Document text:
☆ ☆ ☆ ☆ ☆

Sunday, November 20, 2011

Whatever Will Tweet Will Be?

A story on China Daily USA came to my attention this evening: about Zhong Lin, a graduate of Tsinghua University; and Zhao Siqi, from Hong Kong University. Both are engineers at Rice University, who designed a computer program that analyses tweets in real time. They hope to use it to predict the winner of the next US presidential election. To date, Lin and Siqi have been working on a project called SportSense, which examines tweets posted by NFL fans to infer what is happening in a game, and how excited the fans are. "It does so in real-time and provides visualized results for live games."

"SportSense is part of a larger project that aims to utilize people as sensors to infer what is happening in the physical world and what people feel about it." SportSense is not the first project to harness the power of Twitter, of course. I posted on the old Geary blog about a Dublin-based start-up called "WePredict". Kevin posted on this blog a few months ago about a study in Science which shows that work, sleep and the amount of daylight people are exposed to all affect mood. There has also been work (by InboxQ) on where the highest concentration of tweeters with the most knowledge about a specific topic are located. WiseWindow is a marketing firm that uses social-media activity to forecast demand for products.

Another group to keep an eye on is Derwent Capital Markets. They use Twitter sentiment to manage their hedge fund. There's been a lot of demand for the fund, according to this article. The strategy is based on an academic study by Johan Bollen (Indiana University), Huina Mao (Indiana University), and Xiao-Jun Zeng (University of Manchester) that established the connection between emotion-related words appearing in Twitter posts and subsequent movements in the Dow Jones Industrial Average. Here's the original research paper.

This article is critical of the approach taken by Derwent. It makes a number of points, one of which is: "Beyond the difficulty of assigning sentiment to tweets, there's a much bigger issue at play. If you look at the patterns of tweets what you find is that most are reactive rather than proactive... Twitter sentiment is likely to be a lagging indicator, at least in the real-time world of algo trading."

☆ ☆ ☆ ☆ ☆

(Excerpts from point annotation records)
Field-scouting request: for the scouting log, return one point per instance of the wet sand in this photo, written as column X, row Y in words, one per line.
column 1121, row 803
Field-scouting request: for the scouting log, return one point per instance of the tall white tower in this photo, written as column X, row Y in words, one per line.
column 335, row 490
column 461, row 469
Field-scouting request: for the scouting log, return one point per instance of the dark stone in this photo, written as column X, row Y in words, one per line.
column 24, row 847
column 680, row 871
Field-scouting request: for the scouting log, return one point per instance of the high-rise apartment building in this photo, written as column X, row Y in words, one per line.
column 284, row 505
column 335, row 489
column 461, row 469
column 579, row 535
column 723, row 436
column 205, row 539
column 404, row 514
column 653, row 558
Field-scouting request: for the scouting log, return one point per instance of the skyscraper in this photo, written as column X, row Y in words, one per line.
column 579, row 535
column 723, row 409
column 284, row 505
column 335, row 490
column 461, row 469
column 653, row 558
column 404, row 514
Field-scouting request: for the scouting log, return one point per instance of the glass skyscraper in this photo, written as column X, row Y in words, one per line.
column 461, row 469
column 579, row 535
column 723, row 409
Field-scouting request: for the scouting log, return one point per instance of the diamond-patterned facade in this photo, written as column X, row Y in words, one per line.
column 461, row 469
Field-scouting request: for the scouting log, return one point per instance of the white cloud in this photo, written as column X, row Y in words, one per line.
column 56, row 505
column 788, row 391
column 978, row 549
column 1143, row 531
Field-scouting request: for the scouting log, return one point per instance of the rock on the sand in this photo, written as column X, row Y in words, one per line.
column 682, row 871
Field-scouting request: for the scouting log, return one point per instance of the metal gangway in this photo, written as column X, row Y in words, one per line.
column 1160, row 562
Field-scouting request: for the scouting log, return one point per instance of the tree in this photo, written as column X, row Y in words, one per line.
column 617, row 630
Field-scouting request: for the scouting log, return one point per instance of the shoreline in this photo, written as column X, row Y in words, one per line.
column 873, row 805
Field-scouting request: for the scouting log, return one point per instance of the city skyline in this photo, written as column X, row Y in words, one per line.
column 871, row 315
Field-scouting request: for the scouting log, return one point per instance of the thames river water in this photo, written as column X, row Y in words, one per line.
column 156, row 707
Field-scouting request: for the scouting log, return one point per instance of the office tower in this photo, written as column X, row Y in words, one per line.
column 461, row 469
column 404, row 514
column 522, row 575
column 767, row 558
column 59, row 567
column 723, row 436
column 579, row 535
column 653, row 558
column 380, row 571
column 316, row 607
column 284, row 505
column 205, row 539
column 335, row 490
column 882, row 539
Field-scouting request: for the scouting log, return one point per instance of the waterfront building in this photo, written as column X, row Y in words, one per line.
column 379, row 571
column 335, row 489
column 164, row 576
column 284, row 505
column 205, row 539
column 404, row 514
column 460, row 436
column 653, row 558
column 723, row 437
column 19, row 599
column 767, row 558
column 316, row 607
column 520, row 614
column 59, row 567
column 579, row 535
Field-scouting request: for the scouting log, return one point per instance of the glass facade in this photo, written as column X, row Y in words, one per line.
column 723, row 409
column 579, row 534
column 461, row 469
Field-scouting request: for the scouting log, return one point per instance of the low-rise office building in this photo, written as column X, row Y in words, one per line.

☆ ☆ ☆ ☆ ☆

Required tasks:
1 - Reproduce the blog post about using tweets for prediction word for word, everything from "Another group to" down to "original research paper.".
2 - Select every line of the entries that contains the string "skyscraper", and copy those lines.

Written answers:
1 -
Another group to keep an eye on is Derwent Capital Markets. They use Twitter sentiment to manage their hedge fund. There's been a lot of demand for the fund, according to this article. The strategy is based on an academic study by Johan Bollen (Indiana University), Huina Mao (Indiana University), and Xiao-Jun Zeng (University of Manchester) that established the connection between emotion-related words appearing in Twitter posts and subsequent movements in the Dow Jones Industrial Average. Here's the original research paper.

2 -
Field-scouting request: for the scouting log, return one point per instance of the skyscraper in this photo, written as column X, row Y in words, one per line.
Field-scouting request: for the scouting log, return one point per instance of the glass skyscraper in this photo, written as column X, row Y in words, one per line.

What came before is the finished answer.